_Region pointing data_
■ ■ ■

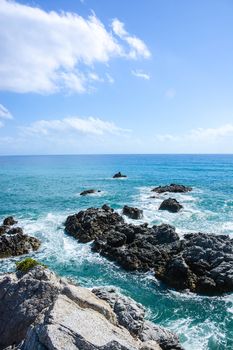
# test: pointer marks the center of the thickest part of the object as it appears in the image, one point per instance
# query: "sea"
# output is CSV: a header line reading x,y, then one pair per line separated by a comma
x,y
41,191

■ ■ ■

_The problem_
Set every record down exactly, omitting pictures.

_Output for this task_
# test: pointer marks the center of the thickest part of the object as it appears in the image, one point per instance
# query: "sea"
# output is CSV: a header line reading x,y, then one pair per line separated by a comma
x,y
41,191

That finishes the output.